_REQUIRED WORK_.
Reproduce the listing below with "Emitted" swapped for "Output" wherever it occurs, changing nothing else.

## Start DATA FOR PROCESSING

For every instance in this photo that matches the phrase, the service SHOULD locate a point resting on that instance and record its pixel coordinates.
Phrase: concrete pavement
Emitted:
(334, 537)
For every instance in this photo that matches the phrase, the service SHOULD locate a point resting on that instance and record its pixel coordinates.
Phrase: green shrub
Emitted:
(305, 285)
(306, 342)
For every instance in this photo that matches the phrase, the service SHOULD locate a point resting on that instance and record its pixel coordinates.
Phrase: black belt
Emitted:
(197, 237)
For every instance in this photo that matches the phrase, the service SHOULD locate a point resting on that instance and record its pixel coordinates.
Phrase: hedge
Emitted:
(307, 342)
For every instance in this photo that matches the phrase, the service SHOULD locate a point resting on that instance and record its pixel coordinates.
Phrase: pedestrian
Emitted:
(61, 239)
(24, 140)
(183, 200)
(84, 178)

## End DATA FOR PROCESSING

_EXERCISE RESULT_.
For every instance in this photo that matches the phrase, the service SHOULD locate a point resting on that instance and record its pixel coordinates.
Phrase: concrete pavement
Output:
(334, 537)
For every instance in this photo that matches the phrase, the service SHOULD locate a point resting on that instance and record its pixel coordinates.
Phrase: green shrub
Output:
(305, 285)
(306, 342)
For every instance in this photo that matches the phrase, the service SHOULD locate a point resting on that instance and record its pixel coordinates.
Phrase: black belt
Output:
(197, 237)
For every instance in this photo that matches the phrase, the service SHOULD locate a point resting on that instance and record its pixel coordinates.
Phrase: hedge
Output:
(307, 342)
For every instance in this photo that matches the phrase, the service SHOULD locate a point resting on that instance and record its pixel coordinates.
Phrase: pedestrian
Output:
(61, 239)
(24, 140)
(183, 200)
(84, 178)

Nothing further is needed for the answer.